Reproduce all of the material word for word.

>> BEGIN MATERIAL PROVIDED

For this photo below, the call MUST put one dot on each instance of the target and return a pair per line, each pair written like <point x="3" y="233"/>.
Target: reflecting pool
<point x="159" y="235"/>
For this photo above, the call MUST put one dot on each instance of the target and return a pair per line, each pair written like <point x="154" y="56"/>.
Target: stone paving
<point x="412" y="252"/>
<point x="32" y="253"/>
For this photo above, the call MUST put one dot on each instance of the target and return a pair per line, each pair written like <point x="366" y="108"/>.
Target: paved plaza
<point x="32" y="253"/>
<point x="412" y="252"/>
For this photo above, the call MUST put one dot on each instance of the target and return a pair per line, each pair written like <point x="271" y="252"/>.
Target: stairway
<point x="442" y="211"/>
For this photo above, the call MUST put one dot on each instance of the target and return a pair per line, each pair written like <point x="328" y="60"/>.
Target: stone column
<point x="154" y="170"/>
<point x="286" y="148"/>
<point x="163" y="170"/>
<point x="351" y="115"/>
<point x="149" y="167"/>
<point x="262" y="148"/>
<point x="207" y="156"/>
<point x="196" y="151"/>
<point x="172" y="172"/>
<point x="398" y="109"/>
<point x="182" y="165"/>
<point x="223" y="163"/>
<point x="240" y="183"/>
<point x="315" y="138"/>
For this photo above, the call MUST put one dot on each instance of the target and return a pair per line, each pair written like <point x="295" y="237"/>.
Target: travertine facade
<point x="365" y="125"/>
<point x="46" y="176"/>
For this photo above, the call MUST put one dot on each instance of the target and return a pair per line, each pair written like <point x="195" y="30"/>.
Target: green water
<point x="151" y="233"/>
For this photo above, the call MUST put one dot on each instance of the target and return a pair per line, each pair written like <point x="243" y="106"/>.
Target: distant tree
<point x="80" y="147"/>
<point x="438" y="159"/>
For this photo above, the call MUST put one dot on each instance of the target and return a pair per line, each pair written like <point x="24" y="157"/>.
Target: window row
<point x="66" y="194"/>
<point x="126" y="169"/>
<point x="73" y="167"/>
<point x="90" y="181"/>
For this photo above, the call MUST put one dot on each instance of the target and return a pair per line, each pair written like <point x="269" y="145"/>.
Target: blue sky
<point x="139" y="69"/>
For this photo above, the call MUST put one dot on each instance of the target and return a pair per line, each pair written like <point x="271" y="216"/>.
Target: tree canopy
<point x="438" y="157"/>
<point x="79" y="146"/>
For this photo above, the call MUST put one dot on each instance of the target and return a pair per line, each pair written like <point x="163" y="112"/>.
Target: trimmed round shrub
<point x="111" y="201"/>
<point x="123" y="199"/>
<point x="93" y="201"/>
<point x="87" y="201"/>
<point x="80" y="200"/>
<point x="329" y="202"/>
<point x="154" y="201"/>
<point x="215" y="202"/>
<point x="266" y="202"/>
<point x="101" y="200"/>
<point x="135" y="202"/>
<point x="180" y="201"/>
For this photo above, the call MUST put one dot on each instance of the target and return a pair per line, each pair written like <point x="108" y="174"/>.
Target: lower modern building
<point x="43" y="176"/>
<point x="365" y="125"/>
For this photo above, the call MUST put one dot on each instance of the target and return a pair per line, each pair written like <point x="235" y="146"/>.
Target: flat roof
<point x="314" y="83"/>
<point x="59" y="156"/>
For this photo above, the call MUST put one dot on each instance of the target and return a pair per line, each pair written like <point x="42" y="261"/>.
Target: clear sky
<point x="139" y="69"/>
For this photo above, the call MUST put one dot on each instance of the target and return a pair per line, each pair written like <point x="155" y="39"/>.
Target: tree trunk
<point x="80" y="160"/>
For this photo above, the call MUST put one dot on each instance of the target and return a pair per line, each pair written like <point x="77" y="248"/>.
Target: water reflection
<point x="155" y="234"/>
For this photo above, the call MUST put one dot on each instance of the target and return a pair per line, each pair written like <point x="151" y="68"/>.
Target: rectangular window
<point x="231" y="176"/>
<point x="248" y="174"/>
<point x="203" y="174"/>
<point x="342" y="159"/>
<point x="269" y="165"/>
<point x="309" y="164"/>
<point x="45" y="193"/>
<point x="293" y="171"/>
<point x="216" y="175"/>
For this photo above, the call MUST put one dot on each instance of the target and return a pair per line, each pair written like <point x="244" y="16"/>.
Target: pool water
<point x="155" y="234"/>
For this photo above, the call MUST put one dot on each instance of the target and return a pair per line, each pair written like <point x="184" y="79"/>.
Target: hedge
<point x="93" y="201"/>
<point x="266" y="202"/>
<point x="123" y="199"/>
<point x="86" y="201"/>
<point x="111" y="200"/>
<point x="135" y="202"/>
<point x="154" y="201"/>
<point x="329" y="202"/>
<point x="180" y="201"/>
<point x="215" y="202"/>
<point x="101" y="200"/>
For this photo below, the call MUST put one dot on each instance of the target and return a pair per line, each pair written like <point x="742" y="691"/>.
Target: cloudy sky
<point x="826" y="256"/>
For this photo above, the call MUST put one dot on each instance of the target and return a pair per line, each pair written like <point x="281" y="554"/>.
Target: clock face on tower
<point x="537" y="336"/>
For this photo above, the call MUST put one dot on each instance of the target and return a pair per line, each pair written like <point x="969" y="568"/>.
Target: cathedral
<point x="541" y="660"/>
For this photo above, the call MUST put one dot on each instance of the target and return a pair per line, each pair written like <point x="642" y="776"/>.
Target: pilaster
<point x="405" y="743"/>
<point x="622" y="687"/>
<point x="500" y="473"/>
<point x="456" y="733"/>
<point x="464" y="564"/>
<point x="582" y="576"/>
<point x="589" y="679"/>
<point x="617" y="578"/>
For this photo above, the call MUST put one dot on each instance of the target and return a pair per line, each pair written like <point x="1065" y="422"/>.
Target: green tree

>> END MATERIAL PROVIDED

RESULT BELOW:
For this photo below, the call MUST put one dot on each instance of the target and return a pair per line, each pair written like <point x="3" y="233"/>.
Target: reflecting pool
<point x="159" y="235"/>
For this photo above, the call MUST put one dot on each instance of the target and return a pair per line, each pair written like <point x="154" y="56"/>.
Target: stone paving
<point x="412" y="252"/>
<point x="32" y="253"/>
For this photo above, the call MUST put one dot on each instance of the target and return a pair per line, each pair written like <point x="366" y="108"/>.
Target: paved plaza
<point x="32" y="253"/>
<point x="412" y="252"/>
For this photo above, the call MUST put one dot on each instance of the target and return a pair per line, each pair written like <point x="271" y="252"/>.
Target: stairway
<point x="442" y="211"/>
For this photo above, the call MUST put one dot on each instance of the target and return a pair per line, each pair written like <point x="328" y="60"/>.
Target: stone column
<point x="154" y="170"/>
<point x="286" y="148"/>
<point x="163" y="170"/>
<point x="351" y="115"/>
<point x="149" y="167"/>
<point x="262" y="148"/>
<point x="207" y="156"/>
<point x="196" y="151"/>
<point x="172" y="172"/>
<point x="398" y="109"/>
<point x="182" y="165"/>
<point x="223" y="163"/>
<point x="240" y="183"/>
<point x="315" y="138"/>
For this photo above, the call MUST put one dot on each instance of the target and return a pair per line, each pair written like <point x="295" y="237"/>.
Target: travertine facade
<point x="365" y="125"/>
<point x="46" y="176"/>
For this photo above, the call MUST put one dot on each instance of the target and return a pair per line, each pair written like <point x="195" y="30"/>.
Target: green water
<point x="151" y="233"/>
For this photo above, the call MUST put one dot on each instance of the target and return a pair per line, each pair written like <point x="243" y="106"/>.
Target: distant tree
<point x="80" y="147"/>
<point x="438" y="159"/>
For this photo above, the call MUST put one dot on each instance of the target and return a pair per line, each pair written like <point x="24" y="157"/>.
Target: window row
<point x="66" y="194"/>
<point x="126" y="169"/>
<point x="73" y="167"/>
<point x="90" y="181"/>
For this photo above, the call MUST put one dot on each instance of the target and return a pair per line, each pair written like <point x="269" y="145"/>.
Target: blue sky
<point x="139" y="69"/>
For this photo above, the call MUST put one dot on each instance of the target and return a pair per line, each pair written like <point x="271" y="216"/>.
Target: tree canopy
<point x="438" y="157"/>
<point x="79" y="146"/>
For this photo above, the call MUST put one dot on each instance of the target and return a pair per line, each pair written like <point x="163" y="112"/>.
Target: trimmed round shrub
<point x="111" y="201"/>
<point x="123" y="199"/>
<point x="93" y="201"/>
<point x="87" y="201"/>
<point x="80" y="200"/>
<point x="329" y="202"/>
<point x="154" y="201"/>
<point x="215" y="202"/>
<point x="266" y="202"/>
<point x="101" y="200"/>
<point x="135" y="202"/>
<point x="180" y="201"/>
For this photo above, the call MUST put one dot on each instance of the target and return a pair per line, each pair written like <point x="108" y="174"/>.
Target: lower modern building
<point x="43" y="176"/>
<point x="365" y="125"/>
For this photo above, the call MUST put one dot on each instance of the target and return a pair per line, each pair written like <point x="235" y="146"/>.
Target: flat roof
<point x="314" y="83"/>
<point x="59" y="156"/>
For this photo above, the call MUST put one dot on each instance of the target and return a pair per line, each pair written like <point x="42" y="261"/>.
Target: clear sky
<point x="139" y="69"/>
For this photo above, the call MUST put one dot on each instance of the target and return a pair per line, each pair written like <point x="155" y="39"/>.
Target: tree trunk
<point x="80" y="160"/>
For this photo above, the call MUST put one dot on each instance of the target and return a pair per line, each pair written like <point x="77" y="248"/>.
Target: water reflection
<point x="155" y="234"/>
For this photo above, the call MUST put one dot on each instance of the target and return a pair per line, each pair written like <point x="151" y="68"/>.
Target: rectangular window
<point x="231" y="176"/>
<point x="248" y="174"/>
<point x="203" y="174"/>
<point x="342" y="159"/>
<point x="269" y="165"/>
<point x="309" y="164"/>
<point x="45" y="193"/>
<point x="293" y="171"/>
<point x="216" y="175"/>
For this photo above, the call MUST put one dot on each instance of the target and return a pair per line, each pair written like <point x="244" y="16"/>.
Target: pool water
<point x="155" y="234"/>
For this photo above, the call MUST put one dot on each instance of the target and return a pair per line, each pair written like <point x="184" y="79"/>.
Target: hedge
<point x="93" y="201"/>
<point x="266" y="202"/>
<point x="123" y="199"/>
<point x="86" y="201"/>
<point x="111" y="200"/>
<point x="135" y="202"/>
<point x="154" y="201"/>
<point x="329" y="202"/>
<point x="180" y="201"/>
<point x="215" y="202"/>
<point x="101" y="200"/>
For this photo below, the call MUST put one dot on each instance of the target and return a pair per line, each pair written like <point x="742" y="691"/>.
Target: cloudy sky
<point x="826" y="256"/>
For this photo above, the call MUST put one dot on each instance of the target and return a pair per line, each pair written like <point x="281" y="554"/>.
Target: clock face on tower
<point x="537" y="336"/>
For this photo above, the call MUST put one dot on each instance of the target and return a pair per line, each pair written like <point x="969" y="568"/>.
Target: cathedral
<point x="541" y="660"/>
For this photo above, the call MUST put one dot on each instance of the target and return a pair per line, each pair written like <point x="642" y="776"/>.
Target: pilaster
<point x="405" y="743"/>
<point x="622" y="687"/>
<point x="500" y="473"/>
<point x="456" y="733"/>
<point x="464" y="564"/>
<point x="582" y="576"/>
<point x="589" y="679"/>
<point x="617" y="578"/>
For this photo above, the call MUST put one dot on each instance of the target and return a pair per line, each pair written like <point x="1065" y="422"/>.
Target: green tree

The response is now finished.